---- TEKSTFRAGMENT
Iljo Keisse: “Na het wegseizoen ben ik niet gestopt met trainen. Stoppen is een nadeel voor mij. Ik weet, uit ervaring, dat het dan ongelooflijk moeilijk is om weer op gang te komen. Zonder Zesdaagse had ik wel een winterstop ingelast. Maar ook dan is drie weken rust niks voor mij. Gewoon: verder doen.”
Met welke ambitie start je?
“Ik weet ook wel dat het moeilijker wordt om te winnen. Het is de leeftijd. De inspanningen op de piste zijn kort, hevig en intensief. De laatste keer dat ik in Gent stond was twee jaar geleden en toen heb ik gemerkt dat dat niet meer ging. Zo’n renner ben ik niet meer. Dat was mentaal moeilijk. En een beetje frustrerend.
“Of misschien had ik twee jaar geleden gewoon een mindere week. Daarom train ik weer volop met de bedoeling om mee te doen voor winst. Dan moet ik opnieuw los door de pijngrens en ook dat is vandaag iets moeilijker dan vroeger.
“Zelfs mijn techniek is niet meer wat hij geweest is. Andere, jongere pisterenners rijden nu spelenderwijs op de baan zoals ik dat vroeger deed. Nu denk ik: hier kom ik beter niet te dicht. Helemaal bovenaan de piste de bocht nemen, dat ga ik toch niet meer proberen.
“Wielrennen op de piste is ongelooflijk veranderd. Alles gaat nu om de grote versnelling en de pure kracht. Zo bekeken is de korte piste van Gent in mijn voordeel. Daar kom je in het Kuipke niet mee weg. Iedereen moet terug naar de kleine versnelling. Het is dus ook voor de echte pistiers aanpassen.”
Jouw ploegmaat Mark Cavendish is maandag al in Gent gearriveerd.
“Ja, en zijn fietsen heeft hij ook bij. Ze zijn redelijk in orde, maar nog niet helemaal. Cav verandert van fiets zoals van onderbroek. Hij heeft nu beslist om met andere frames te rijden. Die worden nu op de service course in Wevelgem in orde gezet. Hij heeft maandag op de piste in de Blaarmeersen getraind en daar was hij gisteren weer. Vandaag reizen we samen naar Kopenhagen voor een driedaagse daar.”
Je wond je twee jaar geleden nog op over de gebrekkige conditie waarmee hij naar Gent kwam. Toen werden jullie vierde. Is hij nu beter in vorm?
“Hij komt terug uit vakantie in Abu Dhabi. Hij zegt dat hij zijn fiets bij zich had en dat hij elke dag drie uren heeft gereden op de piste daar in de woestijn. Ik was er niet bij. Maar we hebben maandag samen getraind en er zat wel wat snelheid op. Dat leek wel oké.
--------
---- GETOONDE INFORMATIE
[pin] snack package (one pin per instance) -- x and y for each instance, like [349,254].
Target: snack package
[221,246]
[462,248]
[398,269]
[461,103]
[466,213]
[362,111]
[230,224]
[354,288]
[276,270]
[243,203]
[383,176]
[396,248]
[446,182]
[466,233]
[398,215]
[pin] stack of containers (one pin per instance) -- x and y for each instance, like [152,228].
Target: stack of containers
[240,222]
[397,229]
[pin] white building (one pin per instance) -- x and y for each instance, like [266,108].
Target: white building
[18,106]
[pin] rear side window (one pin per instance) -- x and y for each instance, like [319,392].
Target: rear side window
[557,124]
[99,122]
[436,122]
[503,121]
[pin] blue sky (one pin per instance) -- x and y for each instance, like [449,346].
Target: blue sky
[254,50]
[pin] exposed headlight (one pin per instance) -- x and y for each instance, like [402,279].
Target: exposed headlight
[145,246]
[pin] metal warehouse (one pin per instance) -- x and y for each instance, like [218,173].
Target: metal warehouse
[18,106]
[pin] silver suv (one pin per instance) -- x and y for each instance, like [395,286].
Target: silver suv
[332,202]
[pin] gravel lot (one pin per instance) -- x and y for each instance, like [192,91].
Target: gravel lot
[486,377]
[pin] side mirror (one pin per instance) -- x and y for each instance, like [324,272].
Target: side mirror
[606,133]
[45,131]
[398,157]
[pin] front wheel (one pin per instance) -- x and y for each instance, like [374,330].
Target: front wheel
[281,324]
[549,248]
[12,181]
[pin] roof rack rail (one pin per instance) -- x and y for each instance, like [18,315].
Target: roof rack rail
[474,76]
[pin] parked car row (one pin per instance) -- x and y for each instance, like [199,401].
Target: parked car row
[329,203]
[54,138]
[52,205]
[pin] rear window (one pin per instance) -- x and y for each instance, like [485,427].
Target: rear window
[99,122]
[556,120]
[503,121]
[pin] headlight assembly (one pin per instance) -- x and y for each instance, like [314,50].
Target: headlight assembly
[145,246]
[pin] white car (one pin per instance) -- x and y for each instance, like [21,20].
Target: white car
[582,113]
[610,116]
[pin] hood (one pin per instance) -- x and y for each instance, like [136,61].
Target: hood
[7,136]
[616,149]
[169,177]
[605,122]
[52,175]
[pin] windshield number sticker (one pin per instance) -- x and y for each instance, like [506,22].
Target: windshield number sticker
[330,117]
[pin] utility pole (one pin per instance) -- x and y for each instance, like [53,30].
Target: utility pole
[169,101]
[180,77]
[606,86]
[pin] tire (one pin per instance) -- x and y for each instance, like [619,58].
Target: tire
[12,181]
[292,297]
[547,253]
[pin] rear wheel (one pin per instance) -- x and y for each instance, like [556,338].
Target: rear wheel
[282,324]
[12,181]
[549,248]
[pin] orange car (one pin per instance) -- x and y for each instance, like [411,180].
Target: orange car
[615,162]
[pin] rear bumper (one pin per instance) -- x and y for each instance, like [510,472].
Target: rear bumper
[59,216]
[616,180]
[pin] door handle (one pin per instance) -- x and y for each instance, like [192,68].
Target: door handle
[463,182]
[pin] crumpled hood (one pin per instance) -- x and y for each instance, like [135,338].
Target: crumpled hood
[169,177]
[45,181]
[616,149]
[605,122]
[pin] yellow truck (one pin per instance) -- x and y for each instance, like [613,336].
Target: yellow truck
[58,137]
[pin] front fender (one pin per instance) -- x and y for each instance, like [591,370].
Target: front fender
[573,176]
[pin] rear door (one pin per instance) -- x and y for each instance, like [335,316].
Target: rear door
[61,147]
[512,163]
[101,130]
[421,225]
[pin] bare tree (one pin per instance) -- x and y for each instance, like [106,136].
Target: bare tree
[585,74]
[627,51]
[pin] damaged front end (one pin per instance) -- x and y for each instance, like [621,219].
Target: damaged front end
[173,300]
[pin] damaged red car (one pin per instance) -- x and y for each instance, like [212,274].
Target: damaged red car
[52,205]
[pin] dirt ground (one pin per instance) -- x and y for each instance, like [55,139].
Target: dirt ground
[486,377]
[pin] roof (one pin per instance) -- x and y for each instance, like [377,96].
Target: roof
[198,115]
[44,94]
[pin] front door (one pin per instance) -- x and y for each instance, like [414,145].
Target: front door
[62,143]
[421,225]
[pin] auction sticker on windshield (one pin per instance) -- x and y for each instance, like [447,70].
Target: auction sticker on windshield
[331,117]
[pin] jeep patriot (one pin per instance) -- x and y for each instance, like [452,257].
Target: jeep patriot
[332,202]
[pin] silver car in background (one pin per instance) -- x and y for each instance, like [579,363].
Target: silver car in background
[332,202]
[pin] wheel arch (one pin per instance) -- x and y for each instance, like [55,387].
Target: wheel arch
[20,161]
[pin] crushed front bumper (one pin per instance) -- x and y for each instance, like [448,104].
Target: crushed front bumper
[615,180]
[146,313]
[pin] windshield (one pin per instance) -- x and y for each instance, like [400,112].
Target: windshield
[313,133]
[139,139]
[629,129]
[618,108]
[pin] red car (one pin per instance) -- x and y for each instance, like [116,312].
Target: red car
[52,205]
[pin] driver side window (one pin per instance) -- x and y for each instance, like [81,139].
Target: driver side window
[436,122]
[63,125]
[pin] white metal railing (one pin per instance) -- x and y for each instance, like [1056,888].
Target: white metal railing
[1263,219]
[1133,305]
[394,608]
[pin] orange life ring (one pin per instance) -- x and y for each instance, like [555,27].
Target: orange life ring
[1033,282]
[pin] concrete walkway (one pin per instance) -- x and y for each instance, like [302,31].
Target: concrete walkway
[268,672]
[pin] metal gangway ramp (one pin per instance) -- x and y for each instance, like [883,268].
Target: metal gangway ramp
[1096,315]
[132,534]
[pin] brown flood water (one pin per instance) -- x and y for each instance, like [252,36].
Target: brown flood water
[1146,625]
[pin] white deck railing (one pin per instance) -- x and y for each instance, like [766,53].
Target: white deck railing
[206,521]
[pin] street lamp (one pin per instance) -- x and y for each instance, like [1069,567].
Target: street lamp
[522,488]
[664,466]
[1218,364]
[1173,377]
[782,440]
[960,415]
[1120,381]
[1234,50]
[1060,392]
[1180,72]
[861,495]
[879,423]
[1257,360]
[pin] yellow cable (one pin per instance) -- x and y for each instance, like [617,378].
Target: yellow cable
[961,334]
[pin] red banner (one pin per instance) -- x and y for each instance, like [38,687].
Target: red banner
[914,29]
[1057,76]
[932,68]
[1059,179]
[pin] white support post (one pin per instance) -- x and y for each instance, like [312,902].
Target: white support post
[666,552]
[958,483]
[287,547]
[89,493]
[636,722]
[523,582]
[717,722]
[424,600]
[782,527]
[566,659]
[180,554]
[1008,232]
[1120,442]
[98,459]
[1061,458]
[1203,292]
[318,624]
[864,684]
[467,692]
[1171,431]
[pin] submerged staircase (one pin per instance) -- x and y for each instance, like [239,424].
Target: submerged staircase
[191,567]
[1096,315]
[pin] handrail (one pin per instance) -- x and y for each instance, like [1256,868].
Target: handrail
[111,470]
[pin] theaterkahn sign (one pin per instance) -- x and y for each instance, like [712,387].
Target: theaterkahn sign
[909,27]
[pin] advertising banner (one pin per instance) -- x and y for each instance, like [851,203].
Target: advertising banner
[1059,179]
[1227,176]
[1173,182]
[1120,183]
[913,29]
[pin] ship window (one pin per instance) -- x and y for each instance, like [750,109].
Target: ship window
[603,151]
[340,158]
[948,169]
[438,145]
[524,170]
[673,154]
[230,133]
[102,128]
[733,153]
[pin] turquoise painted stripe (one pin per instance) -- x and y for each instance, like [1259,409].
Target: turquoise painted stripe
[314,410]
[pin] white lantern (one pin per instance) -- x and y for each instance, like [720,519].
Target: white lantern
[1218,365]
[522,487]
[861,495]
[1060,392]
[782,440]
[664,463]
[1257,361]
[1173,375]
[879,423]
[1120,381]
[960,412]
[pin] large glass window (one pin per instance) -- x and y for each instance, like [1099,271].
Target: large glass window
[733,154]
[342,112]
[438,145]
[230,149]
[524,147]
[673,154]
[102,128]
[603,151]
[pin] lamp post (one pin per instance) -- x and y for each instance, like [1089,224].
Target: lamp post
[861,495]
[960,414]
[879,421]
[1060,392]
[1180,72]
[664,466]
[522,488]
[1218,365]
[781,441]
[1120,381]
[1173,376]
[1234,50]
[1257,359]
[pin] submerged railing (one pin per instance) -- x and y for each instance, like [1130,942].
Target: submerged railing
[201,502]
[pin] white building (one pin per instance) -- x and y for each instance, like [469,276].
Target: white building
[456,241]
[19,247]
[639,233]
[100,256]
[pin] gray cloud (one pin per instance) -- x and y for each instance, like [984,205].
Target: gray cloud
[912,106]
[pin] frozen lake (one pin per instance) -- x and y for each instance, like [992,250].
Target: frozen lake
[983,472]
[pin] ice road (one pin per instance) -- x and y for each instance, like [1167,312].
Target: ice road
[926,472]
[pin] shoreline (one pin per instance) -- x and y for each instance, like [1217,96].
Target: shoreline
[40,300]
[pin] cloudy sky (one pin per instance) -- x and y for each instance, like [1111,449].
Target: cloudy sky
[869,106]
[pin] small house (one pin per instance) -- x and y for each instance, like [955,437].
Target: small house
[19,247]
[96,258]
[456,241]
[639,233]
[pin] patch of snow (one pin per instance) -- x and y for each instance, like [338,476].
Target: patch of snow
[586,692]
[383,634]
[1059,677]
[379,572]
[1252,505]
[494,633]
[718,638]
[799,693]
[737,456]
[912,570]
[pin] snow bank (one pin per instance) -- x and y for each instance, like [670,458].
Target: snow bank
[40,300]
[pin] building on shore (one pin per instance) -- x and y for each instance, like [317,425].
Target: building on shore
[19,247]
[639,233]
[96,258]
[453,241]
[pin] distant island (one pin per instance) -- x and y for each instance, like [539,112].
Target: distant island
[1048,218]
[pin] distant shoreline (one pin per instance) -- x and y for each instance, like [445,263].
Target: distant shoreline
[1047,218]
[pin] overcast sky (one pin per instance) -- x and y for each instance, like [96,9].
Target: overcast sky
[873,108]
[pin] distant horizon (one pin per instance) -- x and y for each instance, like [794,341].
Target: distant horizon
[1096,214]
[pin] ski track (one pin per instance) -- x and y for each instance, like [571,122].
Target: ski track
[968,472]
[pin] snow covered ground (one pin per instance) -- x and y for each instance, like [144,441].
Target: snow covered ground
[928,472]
--------
JOUW OPDRACHT → Hoeveel uur per dag reed Cavendish naar eigen zeggen op de piste in Abu Dhabi, volgens het interview met Iljo Keisse?

ANTWOORD → Drie uur per dag.